• **Exercise**:
Shift every bounding-box coordinate in the rows by 137, covering the stretch from the line containing "green leaf, including partially occluded ones." through the line containing "[738,299,817,374]", and reproduce those lines with their requests. Leave the pictures out.

• **Dataset content**:
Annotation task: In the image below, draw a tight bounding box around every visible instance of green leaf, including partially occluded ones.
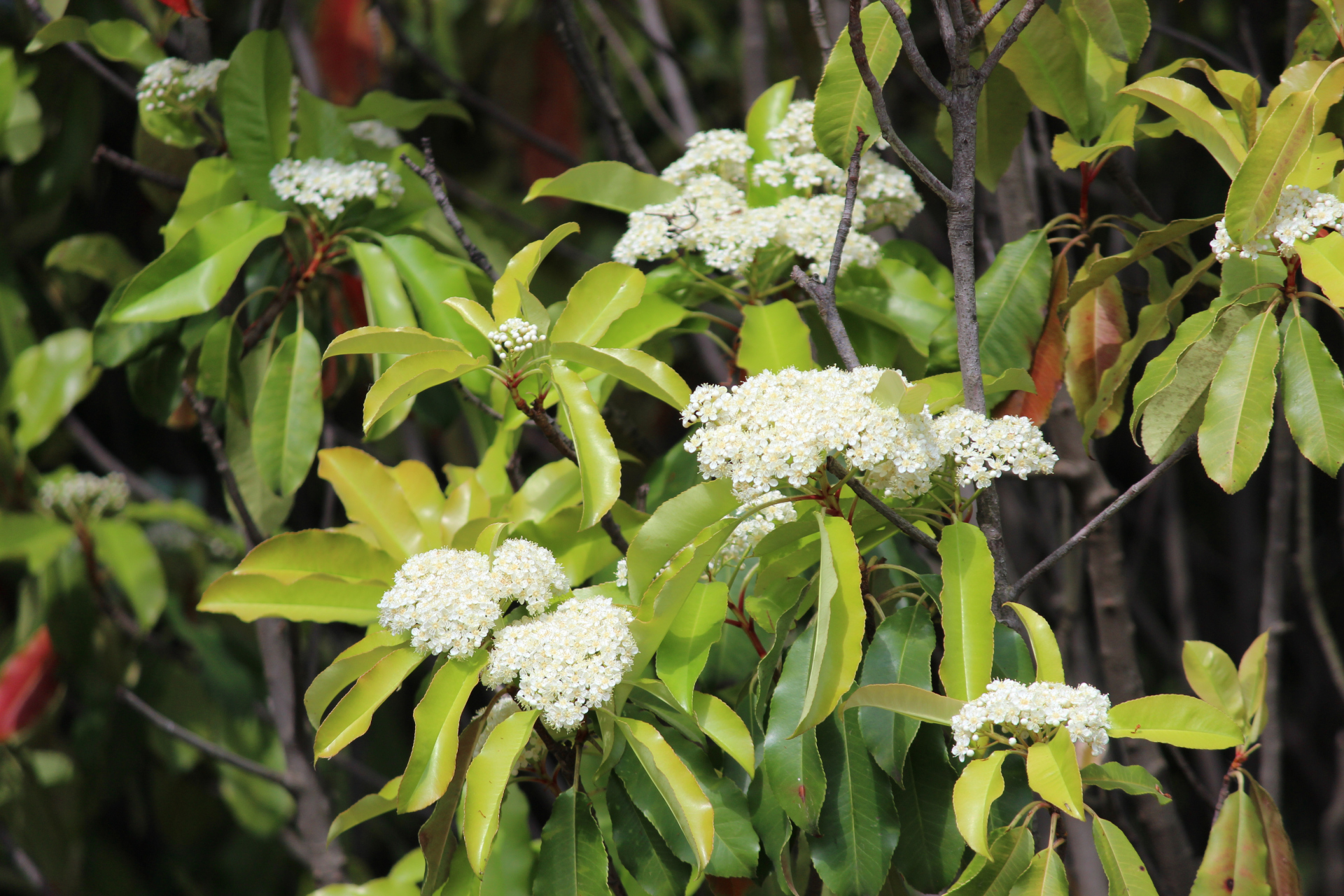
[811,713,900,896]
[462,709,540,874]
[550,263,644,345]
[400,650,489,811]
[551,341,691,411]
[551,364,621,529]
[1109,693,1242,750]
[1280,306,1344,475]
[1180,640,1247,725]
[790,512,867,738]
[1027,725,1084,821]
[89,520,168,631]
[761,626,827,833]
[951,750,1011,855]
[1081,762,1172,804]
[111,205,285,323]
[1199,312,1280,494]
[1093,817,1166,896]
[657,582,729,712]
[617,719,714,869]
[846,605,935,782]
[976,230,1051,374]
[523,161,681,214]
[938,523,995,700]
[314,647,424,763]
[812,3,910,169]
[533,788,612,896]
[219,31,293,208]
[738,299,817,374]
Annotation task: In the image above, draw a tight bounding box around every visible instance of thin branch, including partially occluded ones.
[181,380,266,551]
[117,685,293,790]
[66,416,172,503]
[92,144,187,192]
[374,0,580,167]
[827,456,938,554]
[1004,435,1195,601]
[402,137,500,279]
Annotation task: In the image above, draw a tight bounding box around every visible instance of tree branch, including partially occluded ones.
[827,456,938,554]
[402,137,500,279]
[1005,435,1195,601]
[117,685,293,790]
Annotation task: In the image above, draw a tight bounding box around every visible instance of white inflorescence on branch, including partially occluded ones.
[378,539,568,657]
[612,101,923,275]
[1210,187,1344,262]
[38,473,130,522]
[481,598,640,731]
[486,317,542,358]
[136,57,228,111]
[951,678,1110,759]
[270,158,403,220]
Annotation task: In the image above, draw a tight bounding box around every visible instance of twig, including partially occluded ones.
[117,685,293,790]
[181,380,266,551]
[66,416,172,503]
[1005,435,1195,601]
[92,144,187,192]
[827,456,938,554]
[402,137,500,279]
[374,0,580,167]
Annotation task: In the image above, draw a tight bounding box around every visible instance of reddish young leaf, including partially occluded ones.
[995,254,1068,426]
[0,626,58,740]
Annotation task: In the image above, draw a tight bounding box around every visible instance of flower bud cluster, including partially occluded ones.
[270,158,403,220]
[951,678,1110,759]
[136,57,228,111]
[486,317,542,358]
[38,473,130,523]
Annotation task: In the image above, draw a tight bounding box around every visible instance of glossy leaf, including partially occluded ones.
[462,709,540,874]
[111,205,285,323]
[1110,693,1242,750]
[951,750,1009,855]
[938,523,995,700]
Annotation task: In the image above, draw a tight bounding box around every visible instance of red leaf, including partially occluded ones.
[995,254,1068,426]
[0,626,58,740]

...

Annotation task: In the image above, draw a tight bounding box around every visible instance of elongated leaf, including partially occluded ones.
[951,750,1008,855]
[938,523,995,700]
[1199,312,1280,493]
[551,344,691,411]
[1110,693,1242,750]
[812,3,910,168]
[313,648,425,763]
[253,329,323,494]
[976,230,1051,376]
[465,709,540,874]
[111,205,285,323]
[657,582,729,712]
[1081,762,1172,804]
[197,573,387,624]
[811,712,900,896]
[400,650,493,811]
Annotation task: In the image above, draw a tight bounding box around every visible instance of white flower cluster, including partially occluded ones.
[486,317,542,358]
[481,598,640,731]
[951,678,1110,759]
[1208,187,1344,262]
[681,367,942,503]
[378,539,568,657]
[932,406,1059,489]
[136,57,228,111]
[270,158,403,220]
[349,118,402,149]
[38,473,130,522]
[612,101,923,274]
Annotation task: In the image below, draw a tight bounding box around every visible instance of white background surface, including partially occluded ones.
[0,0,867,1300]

==

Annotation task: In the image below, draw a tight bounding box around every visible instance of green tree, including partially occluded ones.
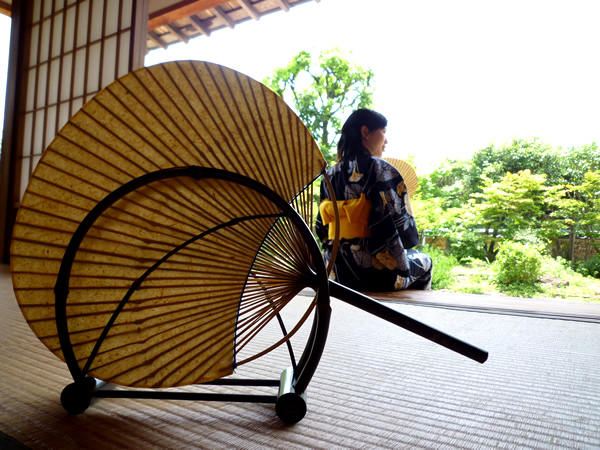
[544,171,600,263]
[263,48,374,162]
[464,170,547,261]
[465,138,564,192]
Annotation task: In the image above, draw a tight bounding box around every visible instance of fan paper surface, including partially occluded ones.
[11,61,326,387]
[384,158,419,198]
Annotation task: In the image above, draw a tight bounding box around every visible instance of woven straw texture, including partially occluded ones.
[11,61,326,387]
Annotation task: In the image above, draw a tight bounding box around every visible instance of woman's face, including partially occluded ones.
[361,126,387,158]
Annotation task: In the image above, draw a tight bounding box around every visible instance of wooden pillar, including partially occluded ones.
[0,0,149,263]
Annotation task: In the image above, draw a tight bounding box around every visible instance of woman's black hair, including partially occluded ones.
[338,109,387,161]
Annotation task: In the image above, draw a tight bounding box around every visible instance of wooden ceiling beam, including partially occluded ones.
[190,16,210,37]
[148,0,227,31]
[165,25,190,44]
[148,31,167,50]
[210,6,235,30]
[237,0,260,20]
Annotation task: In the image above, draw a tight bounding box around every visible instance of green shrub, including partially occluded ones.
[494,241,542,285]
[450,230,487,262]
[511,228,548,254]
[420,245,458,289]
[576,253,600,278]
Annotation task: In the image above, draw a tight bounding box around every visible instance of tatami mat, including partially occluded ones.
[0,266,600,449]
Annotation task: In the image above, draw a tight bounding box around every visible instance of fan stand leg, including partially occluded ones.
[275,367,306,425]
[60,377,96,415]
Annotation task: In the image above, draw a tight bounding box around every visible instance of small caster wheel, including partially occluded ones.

• **Exercise result**:
Annotation task: In the image below, draw a tight bounding box around every visible instance of green leaf, including partially occluded ones.
[948,850,1037,1033]
[599,846,677,1011]
[687,400,781,482]
[537,787,626,948]
[688,478,828,548]
[688,501,758,666]
[1246,830,1379,887]
[1417,443,1481,612]
[1317,777,1384,862]
[927,649,1004,875]
[1164,862,1221,958]
[226,657,305,768]
[898,763,964,970]
[1088,887,1148,992]
[1218,899,1309,941]
[248,342,422,460]
[1336,449,1417,631]
[1230,954,1303,1033]
[794,719,866,849]
[754,856,851,1006]
[983,742,1072,919]
[1113,367,1188,511]
[660,298,818,351]
[1075,660,1132,837]
[451,784,561,900]
[949,140,1047,306]
[670,925,749,1033]
[356,168,430,345]
[875,436,954,511]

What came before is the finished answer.